## [Dataset records]
== Segment start ==
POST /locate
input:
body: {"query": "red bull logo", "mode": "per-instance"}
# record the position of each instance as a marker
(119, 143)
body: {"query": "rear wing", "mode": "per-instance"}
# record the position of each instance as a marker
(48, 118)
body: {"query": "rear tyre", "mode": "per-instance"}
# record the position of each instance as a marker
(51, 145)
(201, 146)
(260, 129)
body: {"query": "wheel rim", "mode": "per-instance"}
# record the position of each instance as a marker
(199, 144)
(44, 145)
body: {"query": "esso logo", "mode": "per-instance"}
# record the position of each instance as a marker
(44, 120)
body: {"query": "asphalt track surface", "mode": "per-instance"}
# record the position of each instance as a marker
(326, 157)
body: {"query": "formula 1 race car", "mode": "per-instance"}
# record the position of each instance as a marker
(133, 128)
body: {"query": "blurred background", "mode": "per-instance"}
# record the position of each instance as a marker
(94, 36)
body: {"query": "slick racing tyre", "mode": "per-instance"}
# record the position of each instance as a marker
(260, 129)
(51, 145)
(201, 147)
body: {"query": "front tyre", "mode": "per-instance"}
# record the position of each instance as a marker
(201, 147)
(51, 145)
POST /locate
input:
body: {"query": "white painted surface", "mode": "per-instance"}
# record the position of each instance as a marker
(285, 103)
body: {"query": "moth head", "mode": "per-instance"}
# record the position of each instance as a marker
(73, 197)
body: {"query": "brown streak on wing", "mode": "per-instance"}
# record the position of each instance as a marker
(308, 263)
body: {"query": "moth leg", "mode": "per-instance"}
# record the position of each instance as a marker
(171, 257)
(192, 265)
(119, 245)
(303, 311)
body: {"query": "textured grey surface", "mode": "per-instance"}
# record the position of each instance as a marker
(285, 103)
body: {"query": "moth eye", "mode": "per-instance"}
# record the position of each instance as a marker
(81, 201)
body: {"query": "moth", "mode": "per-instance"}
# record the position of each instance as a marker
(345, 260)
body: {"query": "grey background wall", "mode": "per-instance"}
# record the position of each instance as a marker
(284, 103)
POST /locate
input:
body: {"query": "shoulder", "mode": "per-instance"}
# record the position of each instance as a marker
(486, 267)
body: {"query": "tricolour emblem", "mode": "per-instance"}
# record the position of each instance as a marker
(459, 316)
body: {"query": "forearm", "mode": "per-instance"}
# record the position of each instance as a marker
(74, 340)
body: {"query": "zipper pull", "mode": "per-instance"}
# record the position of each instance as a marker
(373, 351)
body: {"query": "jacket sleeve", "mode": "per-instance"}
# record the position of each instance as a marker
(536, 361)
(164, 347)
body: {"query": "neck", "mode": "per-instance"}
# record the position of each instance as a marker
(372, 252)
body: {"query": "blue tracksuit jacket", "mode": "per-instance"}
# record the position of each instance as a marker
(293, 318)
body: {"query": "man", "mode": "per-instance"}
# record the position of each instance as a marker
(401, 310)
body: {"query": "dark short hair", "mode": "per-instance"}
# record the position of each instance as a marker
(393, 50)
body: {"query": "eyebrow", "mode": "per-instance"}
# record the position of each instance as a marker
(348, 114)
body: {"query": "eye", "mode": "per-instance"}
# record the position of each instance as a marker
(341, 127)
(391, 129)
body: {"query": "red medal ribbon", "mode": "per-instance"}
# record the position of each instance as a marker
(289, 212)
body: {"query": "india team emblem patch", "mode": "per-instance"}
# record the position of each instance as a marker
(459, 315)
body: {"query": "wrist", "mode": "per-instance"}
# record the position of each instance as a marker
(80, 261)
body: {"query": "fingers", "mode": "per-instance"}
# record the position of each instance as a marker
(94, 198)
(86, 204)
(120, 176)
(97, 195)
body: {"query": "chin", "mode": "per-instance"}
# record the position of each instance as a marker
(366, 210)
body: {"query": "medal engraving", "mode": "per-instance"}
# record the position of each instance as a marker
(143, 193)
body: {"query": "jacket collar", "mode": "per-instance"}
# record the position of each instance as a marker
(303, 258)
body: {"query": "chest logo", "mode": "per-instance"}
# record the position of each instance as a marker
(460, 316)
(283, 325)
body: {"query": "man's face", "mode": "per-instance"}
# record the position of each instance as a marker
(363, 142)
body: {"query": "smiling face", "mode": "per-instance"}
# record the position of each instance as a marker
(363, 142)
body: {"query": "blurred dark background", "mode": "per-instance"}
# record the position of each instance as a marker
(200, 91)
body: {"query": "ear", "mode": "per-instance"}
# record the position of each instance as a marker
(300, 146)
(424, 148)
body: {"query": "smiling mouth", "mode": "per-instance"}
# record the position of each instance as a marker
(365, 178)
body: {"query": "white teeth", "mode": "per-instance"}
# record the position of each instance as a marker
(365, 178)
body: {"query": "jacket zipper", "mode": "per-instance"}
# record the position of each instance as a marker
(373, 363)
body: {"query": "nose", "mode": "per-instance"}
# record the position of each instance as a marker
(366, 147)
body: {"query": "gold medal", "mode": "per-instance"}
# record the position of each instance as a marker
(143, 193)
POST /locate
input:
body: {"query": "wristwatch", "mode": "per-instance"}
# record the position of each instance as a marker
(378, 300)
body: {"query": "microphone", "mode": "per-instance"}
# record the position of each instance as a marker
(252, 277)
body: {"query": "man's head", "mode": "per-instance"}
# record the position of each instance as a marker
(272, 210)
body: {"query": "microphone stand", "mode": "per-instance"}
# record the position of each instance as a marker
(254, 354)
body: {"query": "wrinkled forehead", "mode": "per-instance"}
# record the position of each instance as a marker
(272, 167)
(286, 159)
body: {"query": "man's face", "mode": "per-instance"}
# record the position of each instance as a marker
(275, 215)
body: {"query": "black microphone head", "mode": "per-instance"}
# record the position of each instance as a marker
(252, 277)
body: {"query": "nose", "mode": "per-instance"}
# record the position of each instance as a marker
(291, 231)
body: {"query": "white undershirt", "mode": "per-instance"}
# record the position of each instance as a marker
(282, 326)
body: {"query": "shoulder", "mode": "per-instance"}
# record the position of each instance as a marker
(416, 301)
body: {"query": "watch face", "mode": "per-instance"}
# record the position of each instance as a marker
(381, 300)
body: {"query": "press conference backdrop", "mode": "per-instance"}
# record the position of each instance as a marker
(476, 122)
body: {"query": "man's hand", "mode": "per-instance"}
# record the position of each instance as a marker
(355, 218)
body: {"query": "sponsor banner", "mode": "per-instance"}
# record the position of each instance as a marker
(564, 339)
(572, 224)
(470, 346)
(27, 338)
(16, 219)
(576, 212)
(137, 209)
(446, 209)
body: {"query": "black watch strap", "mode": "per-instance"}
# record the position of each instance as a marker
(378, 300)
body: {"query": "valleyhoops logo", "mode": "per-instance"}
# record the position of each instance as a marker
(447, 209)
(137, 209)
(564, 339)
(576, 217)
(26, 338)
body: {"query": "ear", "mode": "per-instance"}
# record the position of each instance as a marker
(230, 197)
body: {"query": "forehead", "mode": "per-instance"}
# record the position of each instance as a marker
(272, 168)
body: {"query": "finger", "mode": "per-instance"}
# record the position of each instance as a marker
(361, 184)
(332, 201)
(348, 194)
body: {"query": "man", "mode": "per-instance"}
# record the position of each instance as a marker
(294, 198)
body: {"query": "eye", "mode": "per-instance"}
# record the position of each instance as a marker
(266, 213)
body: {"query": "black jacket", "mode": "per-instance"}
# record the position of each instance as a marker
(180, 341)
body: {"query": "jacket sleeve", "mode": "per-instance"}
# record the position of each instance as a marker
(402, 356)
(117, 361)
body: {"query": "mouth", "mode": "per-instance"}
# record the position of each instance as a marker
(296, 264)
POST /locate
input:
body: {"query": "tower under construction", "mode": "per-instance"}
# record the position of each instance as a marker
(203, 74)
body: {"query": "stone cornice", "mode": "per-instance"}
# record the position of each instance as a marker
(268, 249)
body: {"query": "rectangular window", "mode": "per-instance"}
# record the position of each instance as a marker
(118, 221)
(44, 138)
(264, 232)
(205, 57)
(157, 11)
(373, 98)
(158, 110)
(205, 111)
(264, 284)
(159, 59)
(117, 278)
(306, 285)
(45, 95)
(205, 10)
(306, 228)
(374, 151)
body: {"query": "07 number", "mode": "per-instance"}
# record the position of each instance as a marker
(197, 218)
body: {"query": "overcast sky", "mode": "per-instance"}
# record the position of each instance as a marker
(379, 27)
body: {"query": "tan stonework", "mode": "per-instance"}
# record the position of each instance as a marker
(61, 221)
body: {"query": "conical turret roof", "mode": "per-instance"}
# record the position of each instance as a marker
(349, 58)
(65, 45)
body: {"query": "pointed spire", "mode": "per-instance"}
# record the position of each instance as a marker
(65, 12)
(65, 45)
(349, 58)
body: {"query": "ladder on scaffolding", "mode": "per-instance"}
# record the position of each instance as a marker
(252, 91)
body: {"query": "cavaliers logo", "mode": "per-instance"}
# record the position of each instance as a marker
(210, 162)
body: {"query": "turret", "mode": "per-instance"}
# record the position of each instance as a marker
== Segment end ==
## [Action item]
In the records above, locate the lines holding the word "surface". Copy each of them.

## [Problem solution]
body: {"query": "asphalt track surface", "mode": "per-instance"}
body: {"query": "white painted surface", "mode": "per-instance"}
body: {"query": "textured grey surface", "mode": "per-instance"}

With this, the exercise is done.